• SOURCE MATERIAL:

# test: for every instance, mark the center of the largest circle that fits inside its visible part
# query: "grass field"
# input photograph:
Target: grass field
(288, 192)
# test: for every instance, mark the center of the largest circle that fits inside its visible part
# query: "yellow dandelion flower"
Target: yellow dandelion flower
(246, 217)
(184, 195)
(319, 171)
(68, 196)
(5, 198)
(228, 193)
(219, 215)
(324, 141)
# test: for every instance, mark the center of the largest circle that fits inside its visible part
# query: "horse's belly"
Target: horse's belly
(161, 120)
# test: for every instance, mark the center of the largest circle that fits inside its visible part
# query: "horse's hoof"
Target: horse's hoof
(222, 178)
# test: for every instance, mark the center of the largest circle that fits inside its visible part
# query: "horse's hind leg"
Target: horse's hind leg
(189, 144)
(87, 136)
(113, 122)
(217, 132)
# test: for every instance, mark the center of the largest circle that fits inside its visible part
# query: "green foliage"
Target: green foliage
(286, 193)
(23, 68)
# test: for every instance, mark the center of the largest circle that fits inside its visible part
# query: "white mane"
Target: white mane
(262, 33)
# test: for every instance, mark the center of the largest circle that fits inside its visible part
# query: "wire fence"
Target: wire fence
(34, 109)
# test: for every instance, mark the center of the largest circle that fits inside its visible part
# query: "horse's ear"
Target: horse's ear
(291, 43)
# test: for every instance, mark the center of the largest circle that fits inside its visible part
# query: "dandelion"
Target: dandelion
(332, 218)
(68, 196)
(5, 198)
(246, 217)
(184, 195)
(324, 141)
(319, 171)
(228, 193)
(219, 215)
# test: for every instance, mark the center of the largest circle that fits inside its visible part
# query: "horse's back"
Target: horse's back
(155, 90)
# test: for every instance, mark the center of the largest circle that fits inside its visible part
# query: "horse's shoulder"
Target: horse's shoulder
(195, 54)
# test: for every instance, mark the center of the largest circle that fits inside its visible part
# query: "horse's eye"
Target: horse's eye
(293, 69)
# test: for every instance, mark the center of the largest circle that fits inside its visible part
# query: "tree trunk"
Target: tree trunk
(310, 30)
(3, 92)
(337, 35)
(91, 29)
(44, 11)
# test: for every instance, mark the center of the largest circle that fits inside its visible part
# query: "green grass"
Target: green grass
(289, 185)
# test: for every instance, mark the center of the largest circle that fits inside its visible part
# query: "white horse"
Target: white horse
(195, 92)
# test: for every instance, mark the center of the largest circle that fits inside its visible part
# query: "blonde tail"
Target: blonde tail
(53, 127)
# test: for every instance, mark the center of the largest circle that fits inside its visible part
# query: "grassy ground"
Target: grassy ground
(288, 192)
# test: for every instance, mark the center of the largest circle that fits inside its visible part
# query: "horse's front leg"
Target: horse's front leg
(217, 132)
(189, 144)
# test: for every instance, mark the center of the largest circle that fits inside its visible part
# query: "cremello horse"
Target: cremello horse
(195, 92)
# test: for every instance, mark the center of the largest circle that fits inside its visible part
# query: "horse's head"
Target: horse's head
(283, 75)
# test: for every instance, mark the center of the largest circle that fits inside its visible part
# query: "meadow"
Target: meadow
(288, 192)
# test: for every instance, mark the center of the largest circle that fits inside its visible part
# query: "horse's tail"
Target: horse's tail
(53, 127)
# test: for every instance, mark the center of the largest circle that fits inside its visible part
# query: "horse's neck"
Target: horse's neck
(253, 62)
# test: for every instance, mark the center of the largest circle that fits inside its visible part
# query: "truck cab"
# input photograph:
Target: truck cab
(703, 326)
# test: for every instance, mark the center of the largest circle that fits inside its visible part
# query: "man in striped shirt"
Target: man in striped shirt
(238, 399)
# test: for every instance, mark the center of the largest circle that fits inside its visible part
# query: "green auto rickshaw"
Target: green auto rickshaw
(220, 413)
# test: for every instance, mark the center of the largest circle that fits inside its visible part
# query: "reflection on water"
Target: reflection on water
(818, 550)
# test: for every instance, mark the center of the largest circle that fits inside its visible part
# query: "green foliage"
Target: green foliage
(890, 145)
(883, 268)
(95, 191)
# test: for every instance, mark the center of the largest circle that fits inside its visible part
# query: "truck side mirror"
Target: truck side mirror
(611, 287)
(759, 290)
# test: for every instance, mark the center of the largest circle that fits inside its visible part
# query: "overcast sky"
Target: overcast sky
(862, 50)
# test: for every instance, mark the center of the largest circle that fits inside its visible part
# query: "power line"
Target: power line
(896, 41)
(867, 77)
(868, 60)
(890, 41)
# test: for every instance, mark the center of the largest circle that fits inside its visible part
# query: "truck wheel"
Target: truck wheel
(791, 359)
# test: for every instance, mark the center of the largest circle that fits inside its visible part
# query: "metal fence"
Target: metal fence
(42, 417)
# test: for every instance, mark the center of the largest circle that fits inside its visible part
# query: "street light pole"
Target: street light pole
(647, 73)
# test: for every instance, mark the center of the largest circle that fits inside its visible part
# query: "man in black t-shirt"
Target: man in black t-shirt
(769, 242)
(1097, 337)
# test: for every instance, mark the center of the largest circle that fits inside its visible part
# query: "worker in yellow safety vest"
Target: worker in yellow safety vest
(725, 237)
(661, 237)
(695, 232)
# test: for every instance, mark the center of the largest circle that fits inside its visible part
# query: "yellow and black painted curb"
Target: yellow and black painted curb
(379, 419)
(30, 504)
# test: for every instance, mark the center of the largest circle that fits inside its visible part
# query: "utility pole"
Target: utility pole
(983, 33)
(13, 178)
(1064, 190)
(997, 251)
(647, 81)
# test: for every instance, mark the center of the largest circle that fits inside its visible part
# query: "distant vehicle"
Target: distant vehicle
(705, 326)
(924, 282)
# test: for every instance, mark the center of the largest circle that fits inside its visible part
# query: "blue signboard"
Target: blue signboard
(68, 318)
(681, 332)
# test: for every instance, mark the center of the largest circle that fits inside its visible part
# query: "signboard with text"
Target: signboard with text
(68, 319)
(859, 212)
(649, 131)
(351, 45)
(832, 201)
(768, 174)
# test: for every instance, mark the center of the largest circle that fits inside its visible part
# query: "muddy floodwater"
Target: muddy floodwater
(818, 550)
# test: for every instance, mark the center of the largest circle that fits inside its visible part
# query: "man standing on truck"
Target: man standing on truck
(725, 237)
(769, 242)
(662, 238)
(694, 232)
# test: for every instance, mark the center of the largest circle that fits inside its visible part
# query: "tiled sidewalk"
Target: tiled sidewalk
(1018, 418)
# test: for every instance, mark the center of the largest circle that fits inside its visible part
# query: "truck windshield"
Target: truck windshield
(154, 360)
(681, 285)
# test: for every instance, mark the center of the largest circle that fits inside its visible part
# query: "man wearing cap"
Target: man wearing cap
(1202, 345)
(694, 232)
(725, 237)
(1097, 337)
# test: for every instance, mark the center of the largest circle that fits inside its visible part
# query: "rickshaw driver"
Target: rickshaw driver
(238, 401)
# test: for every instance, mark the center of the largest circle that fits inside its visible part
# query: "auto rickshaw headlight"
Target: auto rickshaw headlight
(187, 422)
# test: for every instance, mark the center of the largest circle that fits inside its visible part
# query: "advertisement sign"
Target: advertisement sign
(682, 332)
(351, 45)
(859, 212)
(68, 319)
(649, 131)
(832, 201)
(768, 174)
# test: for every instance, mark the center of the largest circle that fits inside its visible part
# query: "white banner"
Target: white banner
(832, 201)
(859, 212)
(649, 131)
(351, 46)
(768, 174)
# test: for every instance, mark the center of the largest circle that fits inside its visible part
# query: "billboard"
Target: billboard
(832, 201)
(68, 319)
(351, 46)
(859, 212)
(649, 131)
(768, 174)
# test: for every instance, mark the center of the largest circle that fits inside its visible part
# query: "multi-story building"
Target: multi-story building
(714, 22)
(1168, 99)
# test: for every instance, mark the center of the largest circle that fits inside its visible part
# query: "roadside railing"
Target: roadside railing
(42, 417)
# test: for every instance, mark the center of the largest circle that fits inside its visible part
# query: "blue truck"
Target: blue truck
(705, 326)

• WHAT NEEDS TO BE DONE: Count the lines in the records above that contain the string "signboard", matching case exactly, and give only the number.

• RESPONSE: 4